STATED TASK
Each record below is to be reproduced without any change.

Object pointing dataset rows

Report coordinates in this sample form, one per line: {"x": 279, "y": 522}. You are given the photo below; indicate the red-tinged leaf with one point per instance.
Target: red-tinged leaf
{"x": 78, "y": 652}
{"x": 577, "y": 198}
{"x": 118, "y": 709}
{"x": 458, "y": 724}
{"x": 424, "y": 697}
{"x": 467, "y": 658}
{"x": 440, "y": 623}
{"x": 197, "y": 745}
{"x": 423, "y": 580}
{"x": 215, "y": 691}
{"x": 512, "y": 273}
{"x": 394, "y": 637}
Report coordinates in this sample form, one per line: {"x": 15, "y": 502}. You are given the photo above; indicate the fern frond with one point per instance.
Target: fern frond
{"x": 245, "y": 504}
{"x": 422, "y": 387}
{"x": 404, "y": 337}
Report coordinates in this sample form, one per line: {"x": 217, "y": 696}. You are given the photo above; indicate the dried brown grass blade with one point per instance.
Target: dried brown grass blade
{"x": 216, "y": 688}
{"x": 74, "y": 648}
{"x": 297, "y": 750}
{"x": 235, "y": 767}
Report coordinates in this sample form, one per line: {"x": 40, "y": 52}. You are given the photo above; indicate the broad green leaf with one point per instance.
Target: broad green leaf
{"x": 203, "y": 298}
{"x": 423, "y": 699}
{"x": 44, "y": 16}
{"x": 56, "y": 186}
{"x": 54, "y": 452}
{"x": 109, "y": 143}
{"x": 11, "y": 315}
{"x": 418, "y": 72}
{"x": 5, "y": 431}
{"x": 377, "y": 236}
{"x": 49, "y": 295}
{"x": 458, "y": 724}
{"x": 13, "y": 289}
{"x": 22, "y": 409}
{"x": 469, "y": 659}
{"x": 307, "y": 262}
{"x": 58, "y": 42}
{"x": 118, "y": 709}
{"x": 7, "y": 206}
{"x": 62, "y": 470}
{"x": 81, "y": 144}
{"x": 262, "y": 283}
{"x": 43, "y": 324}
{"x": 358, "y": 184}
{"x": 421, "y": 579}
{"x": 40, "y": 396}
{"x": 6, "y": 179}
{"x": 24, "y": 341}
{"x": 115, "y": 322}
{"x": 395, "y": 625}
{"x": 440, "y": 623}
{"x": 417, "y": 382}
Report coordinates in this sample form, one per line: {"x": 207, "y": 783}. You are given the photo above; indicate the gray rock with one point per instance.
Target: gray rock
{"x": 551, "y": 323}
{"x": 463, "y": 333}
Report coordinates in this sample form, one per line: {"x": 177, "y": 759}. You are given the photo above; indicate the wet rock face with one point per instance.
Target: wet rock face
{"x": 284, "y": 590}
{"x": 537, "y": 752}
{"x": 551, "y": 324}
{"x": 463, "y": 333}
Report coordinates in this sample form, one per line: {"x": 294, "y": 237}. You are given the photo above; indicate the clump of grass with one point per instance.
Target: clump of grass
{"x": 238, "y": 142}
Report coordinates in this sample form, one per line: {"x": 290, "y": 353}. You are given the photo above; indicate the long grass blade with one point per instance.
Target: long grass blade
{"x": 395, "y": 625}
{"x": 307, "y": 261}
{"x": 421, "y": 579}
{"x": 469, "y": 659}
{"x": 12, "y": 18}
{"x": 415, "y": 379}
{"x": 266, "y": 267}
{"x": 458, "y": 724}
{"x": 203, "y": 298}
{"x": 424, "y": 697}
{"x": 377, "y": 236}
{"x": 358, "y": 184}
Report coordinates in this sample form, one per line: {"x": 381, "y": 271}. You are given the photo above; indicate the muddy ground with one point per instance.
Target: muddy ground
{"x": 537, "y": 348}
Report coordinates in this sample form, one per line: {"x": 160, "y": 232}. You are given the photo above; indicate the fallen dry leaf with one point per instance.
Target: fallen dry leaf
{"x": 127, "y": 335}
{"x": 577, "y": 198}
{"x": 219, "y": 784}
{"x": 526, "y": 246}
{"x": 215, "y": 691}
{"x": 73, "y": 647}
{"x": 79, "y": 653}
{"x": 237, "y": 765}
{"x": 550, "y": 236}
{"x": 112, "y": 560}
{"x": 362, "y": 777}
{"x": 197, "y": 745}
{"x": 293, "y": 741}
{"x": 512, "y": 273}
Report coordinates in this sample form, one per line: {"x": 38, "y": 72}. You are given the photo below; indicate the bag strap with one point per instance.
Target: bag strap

SOLVED PROBLEM
Report coordinates in this sample form, one per line: {"x": 279, "y": 522}. You are given the photo below; indicate the red-tinged leaf with one point per instance.
Target: red-tinged leaf
{"x": 78, "y": 652}
{"x": 577, "y": 198}
{"x": 118, "y": 709}
{"x": 458, "y": 724}
{"x": 424, "y": 697}
{"x": 467, "y": 658}
{"x": 440, "y": 623}
{"x": 197, "y": 745}
{"x": 423, "y": 580}
{"x": 215, "y": 691}
{"x": 512, "y": 273}
{"x": 394, "y": 637}
Report coordinates in this sample form, one per line: {"x": 15, "y": 502}. You are given the photo above; indicate the fern frond with one point per instance.
Target: fern frond
{"x": 245, "y": 504}
{"x": 422, "y": 387}
{"x": 404, "y": 337}
Report coordinates in this sample form, one per line: {"x": 217, "y": 696}. You are given the photo above; indicate the dried brown grass blade with one point per instance.
Target: dried brown grass blade
{"x": 216, "y": 688}
{"x": 74, "y": 648}
{"x": 297, "y": 750}
{"x": 235, "y": 767}
Report coordinates in this sample form, one per line: {"x": 40, "y": 52}. You are given the photo above; indicate the broad green leaf with one point per instance.
Target: broad green leaf
{"x": 203, "y": 298}
{"x": 423, "y": 699}
{"x": 44, "y": 16}
{"x": 56, "y": 186}
{"x": 54, "y": 452}
{"x": 109, "y": 143}
{"x": 11, "y": 315}
{"x": 418, "y": 72}
{"x": 5, "y": 431}
{"x": 377, "y": 236}
{"x": 49, "y": 295}
{"x": 458, "y": 724}
{"x": 13, "y": 289}
{"x": 22, "y": 409}
{"x": 469, "y": 659}
{"x": 307, "y": 262}
{"x": 58, "y": 42}
{"x": 118, "y": 709}
{"x": 7, "y": 206}
{"x": 62, "y": 470}
{"x": 81, "y": 144}
{"x": 262, "y": 283}
{"x": 43, "y": 324}
{"x": 358, "y": 184}
{"x": 421, "y": 579}
{"x": 40, "y": 396}
{"x": 6, "y": 179}
{"x": 24, "y": 341}
{"x": 115, "y": 322}
{"x": 395, "y": 625}
{"x": 440, "y": 623}
{"x": 417, "y": 382}
Report coordinates in this sample form, one per line: {"x": 207, "y": 783}. You are given the photo above; indicate the gray rock with one point per instance.
Target: gray rock
{"x": 551, "y": 323}
{"x": 463, "y": 333}
Report coordinates in this sample form, one per line: {"x": 177, "y": 759}. You are given the photo above; indicate the wet rock face with one point per instance.
Target: wet rock face
{"x": 284, "y": 590}
{"x": 537, "y": 752}
{"x": 551, "y": 324}
{"x": 463, "y": 333}
Report coordinates in this sample form, one per line: {"x": 294, "y": 237}. You are given the photo above; indicate the clump of grass with one point per instance.
Target: clump of grass
{"x": 238, "y": 142}
Report coordinates in this sample form, one per line: {"x": 290, "y": 353}. You are given the photo above; indicate the long grass blade with one point per instance.
Target: long grass blade
{"x": 395, "y": 625}
{"x": 307, "y": 261}
{"x": 421, "y": 579}
{"x": 469, "y": 659}
{"x": 12, "y": 18}
{"x": 415, "y": 379}
{"x": 266, "y": 267}
{"x": 458, "y": 724}
{"x": 203, "y": 298}
{"x": 424, "y": 697}
{"x": 377, "y": 236}
{"x": 358, "y": 184}
Report coordinates in this sample form, one per line: {"x": 381, "y": 271}. You are given the photo above; indicate the muddy ground with one point per instance.
Target: muddy ground
{"x": 537, "y": 348}
Report coordinates in this sample form, one per line: {"x": 160, "y": 232}. You are given the photo above; indicate the fallen dry leaf with one point per instance.
Target: fallen dry leaf
{"x": 127, "y": 335}
{"x": 577, "y": 198}
{"x": 219, "y": 784}
{"x": 526, "y": 246}
{"x": 215, "y": 691}
{"x": 73, "y": 647}
{"x": 79, "y": 653}
{"x": 237, "y": 765}
{"x": 550, "y": 236}
{"x": 112, "y": 560}
{"x": 362, "y": 777}
{"x": 197, "y": 745}
{"x": 293, "y": 741}
{"x": 512, "y": 273}
Report coordinates in this sample form, one per line: {"x": 38, "y": 72}. You are given the photo below; indicate the bag strap with one point per instance.
Target: bag strap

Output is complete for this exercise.